[EXERCISE OBJECTIVE]: Make a verbatim transcription of the records, without the pictures.

[THE DATA]:
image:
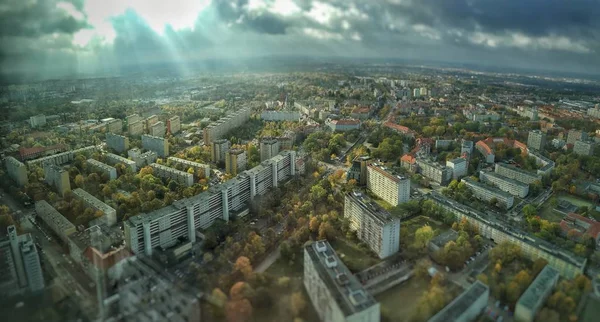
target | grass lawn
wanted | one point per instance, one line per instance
(355, 257)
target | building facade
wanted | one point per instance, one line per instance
(392, 188)
(335, 293)
(372, 224)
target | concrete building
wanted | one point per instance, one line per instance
(269, 147)
(459, 167)
(343, 125)
(109, 216)
(135, 128)
(156, 144)
(142, 159)
(37, 121)
(60, 225)
(536, 294)
(116, 142)
(223, 126)
(114, 126)
(157, 129)
(219, 149)
(488, 193)
(567, 263)
(292, 116)
(19, 264)
(394, 189)
(105, 169)
(113, 159)
(174, 125)
(57, 177)
(584, 147)
(434, 171)
(467, 306)
(514, 187)
(166, 226)
(17, 171)
(201, 170)
(536, 140)
(373, 224)
(335, 293)
(512, 172)
(235, 161)
(182, 177)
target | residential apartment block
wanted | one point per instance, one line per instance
(113, 159)
(17, 171)
(223, 126)
(514, 187)
(392, 188)
(510, 171)
(235, 161)
(488, 193)
(202, 170)
(109, 216)
(567, 263)
(182, 177)
(335, 293)
(60, 225)
(117, 142)
(164, 227)
(57, 177)
(156, 144)
(373, 224)
(110, 172)
(19, 264)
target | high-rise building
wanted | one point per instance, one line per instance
(117, 142)
(335, 293)
(17, 171)
(218, 150)
(156, 144)
(269, 147)
(394, 189)
(37, 121)
(174, 125)
(235, 161)
(19, 264)
(373, 224)
(536, 140)
(57, 177)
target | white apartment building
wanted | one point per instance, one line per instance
(514, 187)
(163, 227)
(373, 224)
(60, 225)
(459, 167)
(109, 171)
(487, 193)
(392, 188)
(181, 177)
(17, 171)
(110, 214)
(336, 294)
(515, 173)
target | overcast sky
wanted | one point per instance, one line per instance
(50, 38)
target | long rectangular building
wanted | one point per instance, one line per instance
(567, 263)
(181, 177)
(335, 293)
(163, 227)
(488, 193)
(392, 188)
(514, 187)
(61, 226)
(373, 224)
(110, 214)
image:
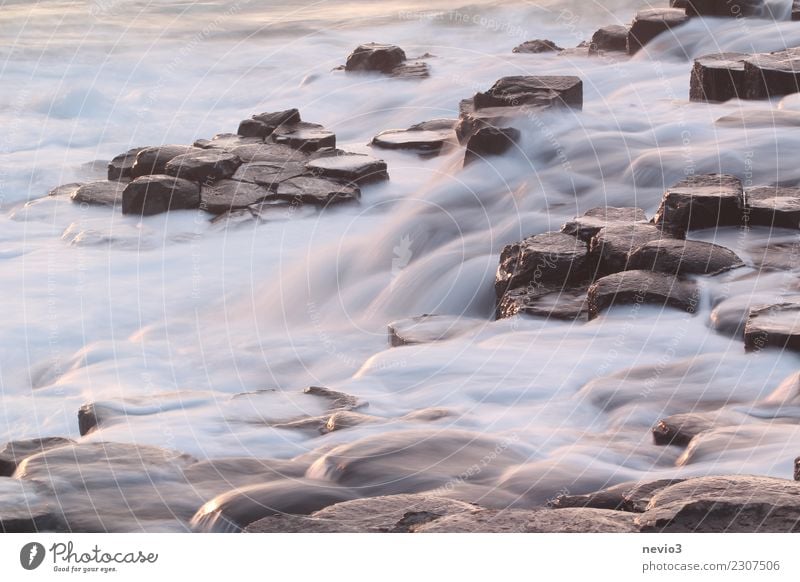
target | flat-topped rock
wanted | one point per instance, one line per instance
(589, 224)
(427, 138)
(99, 193)
(203, 166)
(773, 206)
(543, 260)
(679, 257)
(639, 288)
(773, 326)
(718, 77)
(701, 201)
(355, 168)
(159, 193)
(648, 24)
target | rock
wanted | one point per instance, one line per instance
(609, 38)
(701, 201)
(641, 287)
(203, 166)
(15, 451)
(543, 260)
(303, 136)
(428, 137)
(490, 141)
(682, 257)
(227, 195)
(718, 77)
(311, 190)
(773, 326)
(612, 246)
(648, 24)
(590, 223)
(100, 193)
(235, 510)
(153, 160)
(355, 168)
(121, 166)
(537, 46)
(154, 194)
(730, 504)
(772, 206)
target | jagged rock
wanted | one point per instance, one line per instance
(153, 160)
(731, 503)
(612, 246)
(648, 24)
(355, 168)
(773, 326)
(701, 201)
(227, 195)
(679, 257)
(641, 287)
(159, 193)
(489, 141)
(303, 136)
(100, 193)
(544, 260)
(718, 77)
(609, 38)
(121, 166)
(590, 223)
(15, 451)
(203, 166)
(537, 46)
(773, 206)
(428, 137)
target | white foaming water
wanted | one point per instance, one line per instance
(168, 317)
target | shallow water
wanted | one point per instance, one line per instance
(168, 317)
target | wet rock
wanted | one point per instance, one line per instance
(428, 137)
(701, 201)
(543, 260)
(773, 326)
(641, 287)
(490, 141)
(590, 223)
(203, 166)
(537, 46)
(612, 246)
(14, 452)
(121, 166)
(154, 194)
(99, 193)
(303, 136)
(773, 206)
(609, 38)
(355, 168)
(680, 257)
(227, 195)
(731, 504)
(648, 24)
(153, 160)
(718, 77)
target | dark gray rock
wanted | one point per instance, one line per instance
(159, 193)
(648, 24)
(590, 223)
(679, 257)
(701, 201)
(537, 46)
(718, 77)
(773, 326)
(641, 287)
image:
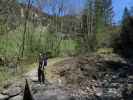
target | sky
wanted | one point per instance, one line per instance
(77, 6)
(118, 7)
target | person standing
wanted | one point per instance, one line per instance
(42, 64)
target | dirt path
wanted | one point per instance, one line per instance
(32, 75)
(39, 91)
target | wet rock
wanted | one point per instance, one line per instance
(19, 97)
(3, 97)
(13, 91)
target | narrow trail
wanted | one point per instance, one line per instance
(32, 75)
(47, 91)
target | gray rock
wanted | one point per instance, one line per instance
(3, 97)
(19, 97)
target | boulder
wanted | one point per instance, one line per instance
(3, 97)
(19, 97)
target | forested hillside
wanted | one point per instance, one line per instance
(95, 50)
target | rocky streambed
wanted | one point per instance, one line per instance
(84, 78)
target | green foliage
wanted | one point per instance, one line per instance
(124, 43)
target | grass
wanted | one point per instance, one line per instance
(25, 67)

[SOLUTION TO THE EXERCISE]:
image:
target | grass lawn
wanted | one point per instance, one line per instance
(355, 257)
target | building facade
wanted | one point per instance, one line per instance
(392, 188)
(335, 293)
(372, 224)
target | concrete building
wanted | one point per instance, one line per instance
(269, 147)
(459, 167)
(343, 125)
(109, 216)
(135, 128)
(156, 144)
(142, 159)
(37, 121)
(60, 225)
(536, 294)
(116, 142)
(223, 126)
(114, 126)
(157, 129)
(219, 149)
(488, 193)
(567, 263)
(292, 116)
(19, 264)
(394, 189)
(105, 169)
(113, 159)
(174, 125)
(57, 177)
(584, 147)
(434, 171)
(467, 306)
(514, 187)
(166, 226)
(17, 171)
(201, 170)
(536, 140)
(373, 224)
(335, 293)
(512, 172)
(235, 161)
(182, 177)
target | residential apartment block
wanted | one point per instance, one line per instance
(113, 159)
(17, 171)
(223, 126)
(514, 187)
(392, 188)
(510, 171)
(235, 161)
(488, 193)
(202, 170)
(109, 216)
(567, 263)
(182, 177)
(335, 293)
(60, 225)
(117, 142)
(164, 227)
(57, 177)
(156, 144)
(373, 224)
(110, 172)
(19, 264)
target | high-rise building
wanted | one point per instance, one line per instance
(117, 142)
(335, 293)
(17, 171)
(218, 150)
(156, 144)
(269, 147)
(394, 189)
(37, 121)
(174, 125)
(235, 161)
(19, 264)
(373, 224)
(536, 140)
(57, 177)
target | white apartment building
wanted | one point per instance, one line per instance
(514, 187)
(163, 227)
(373, 224)
(60, 225)
(459, 167)
(109, 171)
(487, 193)
(392, 188)
(181, 177)
(17, 171)
(110, 214)
(336, 294)
(515, 173)
target | overcast sky
wanted | one point per instance, one line per instance
(50, 38)
target | long rectangular building
wanted | one point per instance, one line per instance
(567, 263)
(181, 177)
(335, 293)
(163, 227)
(488, 193)
(392, 188)
(514, 187)
(61, 226)
(373, 224)
(110, 214)
image:
target | flat-topped rock
wanted | one point per instance, one line per instance
(589, 224)
(427, 138)
(99, 193)
(203, 166)
(773, 206)
(543, 260)
(679, 257)
(639, 288)
(773, 326)
(718, 77)
(701, 201)
(355, 168)
(159, 193)
(648, 24)
target | rock
wanted | one point per instance, one line per instance
(609, 38)
(701, 201)
(641, 287)
(203, 166)
(15, 451)
(543, 260)
(303, 136)
(428, 137)
(490, 141)
(682, 257)
(227, 195)
(718, 77)
(311, 190)
(773, 326)
(612, 246)
(648, 24)
(590, 223)
(100, 193)
(235, 510)
(153, 160)
(355, 168)
(121, 166)
(537, 46)
(154, 194)
(730, 504)
(772, 206)
target | jagged rock
wanted | one point per instance, one line per instance
(153, 160)
(731, 503)
(612, 246)
(648, 24)
(355, 168)
(773, 326)
(701, 201)
(227, 195)
(679, 257)
(641, 287)
(159, 193)
(489, 141)
(303, 136)
(100, 193)
(544, 260)
(718, 77)
(609, 38)
(121, 166)
(590, 223)
(15, 451)
(203, 166)
(537, 46)
(773, 206)
(428, 137)
target | white foaming water
wanted | one point per instance, one line per instance
(168, 317)
target | shallow water
wanted | one point per instance, one line per instance
(168, 317)
target | wet rock
wanted | one point per instance, one line per instance
(428, 137)
(701, 201)
(543, 260)
(773, 326)
(641, 287)
(490, 141)
(590, 223)
(203, 166)
(537, 46)
(612, 246)
(14, 452)
(121, 166)
(154, 194)
(99, 193)
(303, 136)
(773, 206)
(609, 38)
(355, 168)
(680, 257)
(227, 195)
(731, 504)
(648, 24)
(153, 160)
(718, 77)
target | dark gray rock
wanted | one point per instance, one line per instance
(159, 193)
(648, 24)
(590, 223)
(679, 257)
(701, 201)
(537, 46)
(718, 77)
(773, 326)
(641, 287)
image:
target | sky
wanted | one point per instance, one line per instance
(77, 6)
(118, 7)
target | person standing
wanted | one point per instance, one line per instance
(42, 64)
target | dirt path
wanted | one point per instance, one line per instance
(32, 75)
(39, 91)
target | wet rock
wanted | one point per instance, one line per instance
(19, 97)
(3, 97)
(13, 91)
target | narrow trail
wanted | one point per instance, one line per instance
(32, 75)
(47, 91)
target | gray rock
wanted | one point per instance, one line per instance
(3, 97)
(19, 97)
target | boulder
wanted | one point per instance, one line per instance
(3, 97)
(19, 97)
target | forested hillside
wanted | one point per instance, one line per instance
(95, 50)
target | rocky streambed
wanted | one point per instance, one line per instance
(84, 78)
target | green foliage
wanted | one point per instance, one line per instance
(124, 43)
target | grass
wanted | one point per instance, one line per instance
(25, 67)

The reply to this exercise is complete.